* _TO DO_: All of the data is to be repeated verbatim.

═══ DATA IN THIS EXERCISE ═══

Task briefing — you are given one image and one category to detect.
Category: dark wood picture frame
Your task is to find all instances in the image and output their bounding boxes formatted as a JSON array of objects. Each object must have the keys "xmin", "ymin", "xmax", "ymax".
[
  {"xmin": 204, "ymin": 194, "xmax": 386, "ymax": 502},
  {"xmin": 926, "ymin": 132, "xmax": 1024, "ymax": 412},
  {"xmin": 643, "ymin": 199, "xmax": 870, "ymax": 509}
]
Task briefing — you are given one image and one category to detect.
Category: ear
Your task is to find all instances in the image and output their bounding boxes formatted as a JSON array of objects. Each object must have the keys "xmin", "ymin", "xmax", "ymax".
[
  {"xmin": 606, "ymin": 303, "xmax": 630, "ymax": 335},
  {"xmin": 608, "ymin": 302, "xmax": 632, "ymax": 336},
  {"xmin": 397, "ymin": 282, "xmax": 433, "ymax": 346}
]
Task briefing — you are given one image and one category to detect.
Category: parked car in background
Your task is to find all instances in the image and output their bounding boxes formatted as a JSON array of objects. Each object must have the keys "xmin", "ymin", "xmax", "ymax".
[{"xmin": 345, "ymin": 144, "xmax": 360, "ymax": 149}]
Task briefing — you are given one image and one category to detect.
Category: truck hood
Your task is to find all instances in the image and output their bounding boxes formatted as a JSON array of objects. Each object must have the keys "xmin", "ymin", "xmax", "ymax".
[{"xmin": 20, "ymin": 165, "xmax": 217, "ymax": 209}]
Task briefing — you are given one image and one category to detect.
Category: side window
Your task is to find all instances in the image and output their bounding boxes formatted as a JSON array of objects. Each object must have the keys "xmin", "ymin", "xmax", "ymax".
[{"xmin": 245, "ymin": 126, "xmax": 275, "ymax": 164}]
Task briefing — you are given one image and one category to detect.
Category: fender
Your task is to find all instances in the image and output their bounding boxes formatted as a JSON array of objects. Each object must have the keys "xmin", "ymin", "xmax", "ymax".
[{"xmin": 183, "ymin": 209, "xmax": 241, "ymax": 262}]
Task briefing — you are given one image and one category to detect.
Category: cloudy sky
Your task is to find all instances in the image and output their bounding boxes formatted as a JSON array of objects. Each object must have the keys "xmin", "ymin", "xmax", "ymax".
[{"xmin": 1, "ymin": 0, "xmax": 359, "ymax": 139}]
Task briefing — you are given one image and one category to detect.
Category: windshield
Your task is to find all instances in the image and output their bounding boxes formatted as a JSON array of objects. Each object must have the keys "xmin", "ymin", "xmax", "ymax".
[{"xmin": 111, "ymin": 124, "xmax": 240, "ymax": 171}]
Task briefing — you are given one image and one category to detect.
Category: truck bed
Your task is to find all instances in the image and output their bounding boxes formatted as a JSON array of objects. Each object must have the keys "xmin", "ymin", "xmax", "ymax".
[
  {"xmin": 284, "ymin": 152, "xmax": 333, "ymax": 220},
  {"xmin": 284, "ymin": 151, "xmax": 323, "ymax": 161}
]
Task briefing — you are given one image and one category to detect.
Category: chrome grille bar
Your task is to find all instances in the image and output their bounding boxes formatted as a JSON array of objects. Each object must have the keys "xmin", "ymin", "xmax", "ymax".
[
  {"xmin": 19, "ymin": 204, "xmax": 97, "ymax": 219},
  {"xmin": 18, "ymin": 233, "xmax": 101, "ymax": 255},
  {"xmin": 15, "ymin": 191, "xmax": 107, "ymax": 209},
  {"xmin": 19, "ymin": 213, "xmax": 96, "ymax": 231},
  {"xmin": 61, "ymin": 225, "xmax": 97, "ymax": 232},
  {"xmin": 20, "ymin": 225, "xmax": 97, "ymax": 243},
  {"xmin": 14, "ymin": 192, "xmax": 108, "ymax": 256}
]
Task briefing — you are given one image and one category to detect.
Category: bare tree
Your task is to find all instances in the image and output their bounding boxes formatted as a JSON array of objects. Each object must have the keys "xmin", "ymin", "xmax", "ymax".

═══

* _YOUR SOLUTION_:
Task briefing — you are given one image and one category to detect.
Category: dark wood picture frame
Your task is to find all instances in the image and output their bounding boxes formatted as a JSON array of objects. Each object must have the keys "xmin", "ymin", "xmax", "ymax".
[
  {"xmin": 204, "ymin": 194, "xmax": 386, "ymax": 502},
  {"xmin": 926, "ymin": 132, "xmax": 1024, "ymax": 412},
  {"xmin": 643, "ymin": 199, "xmax": 870, "ymax": 509}
]
Task briefing — you are given one image and one category to detect.
Category: ear
Your task is to find all instances in the image and output their bounding boxes formatted as a JSON array of objects. Each object must have the keys "xmin", "ymin", "xmax", "ymax".
[
  {"xmin": 606, "ymin": 303, "xmax": 630, "ymax": 335},
  {"xmin": 608, "ymin": 302, "xmax": 632, "ymax": 336},
  {"xmin": 397, "ymin": 282, "xmax": 433, "ymax": 346}
]
Task briefing — you are given one image and one category to detect.
Category: parked car in background
Your task is to find all instances in the image and output their bounding boxes formatted as a JSON array of objects. Each object must have the keys "xmin", "ymin", "xmax", "ymax".
[{"xmin": 345, "ymin": 144, "xmax": 360, "ymax": 149}]
Task briefing — you are given one image and one category to detect.
Category: truck hood
Your task is to find all instances in the image and output their bounding boxes formatted as a JSON array of objects. Each object must have the keys "xmin", "ymin", "xmax", "ymax".
[{"xmin": 20, "ymin": 165, "xmax": 217, "ymax": 209}]
Task briefing — you are given one image and one category to detect.
Category: side window
Your task is to find all instances in the image and output their bounding boxes formatted as a JSON array of objects. Each object must have the keys "xmin", "ymin", "xmax", "ymax".
[{"xmin": 245, "ymin": 126, "xmax": 275, "ymax": 164}]
Task briefing — you are given one image and one category to detect.
Category: fender
Your task is to find all instances in the image and output their bounding boxes formatted as a JSON array of objects. Each object must have the keys "xmin", "ymin", "xmax", "ymax".
[{"xmin": 183, "ymin": 209, "xmax": 241, "ymax": 262}]
Task briefing — you are given one image and one category to detect.
Category: cloudy sky
Your task is to find all instances in the image and output their bounding boxes formatted as a JSON array of objects. Each object must have the keys "xmin", "ymin", "xmax", "ymax".
[{"xmin": 1, "ymin": 0, "xmax": 359, "ymax": 139}]
Task briefing — you are given one image and one category to detect.
Category: windshield
Your task is to find all instances in the image and output their bounding boxes formatted as a JSON array of objects. Each object must have the keys "xmin", "ymin", "xmax", "ymax".
[{"xmin": 111, "ymin": 124, "xmax": 240, "ymax": 171}]
Task briefing — you are given one image and one category to detect.
Category: truck bed
Your task is to find all instances in the image and output their bounding boxes formatted as a JSON array of objects. Each object must have the keys "xmin", "ymin", "xmax", "ymax".
[
  {"xmin": 284, "ymin": 152, "xmax": 333, "ymax": 220},
  {"xmin": 284, "ymin": 151, "xmax": 323, "ymax": 161}
]
Task briefing — you are given one image and one category to detect.
Category: chrome grille bar
Your task is to find all instances in the image and output their bounding boxes formatted as a JSON array of objects. Each object must have the keys "xmin", "ymin", "xmax", "ymax".
[
  {"xmin": 19, "ymin": 204, "xmax": 97, "ymax": 219},
  {"xmin": 18, "ymin": 233, "xmax": 101, "ymax": 255},
  {"xmin": 15, "ymin": 191, "xmax": 107, "ymax": 209},
  {"xmin": 19, "ymin": 213, "xmax": 96, "ymax": 231},
  {"xmin": 61, "ymin": 225, "xmax": 97, "ymax": 232},
  {"xmin": 20, "ymin": 225, "xmax": 97, "ymax": 243},
  {"xmin": 14, "ymin": 192, "xmax": 108, "ymax": 256}
]
Task briefing — you are given one image and one category to detect.
Category: bare tree
Your task is to find all instances in the image and output their bounding boxes formatted as a JSON array of objects. Each object must have the keys "xmin", "ymin", "xmax", "ymax".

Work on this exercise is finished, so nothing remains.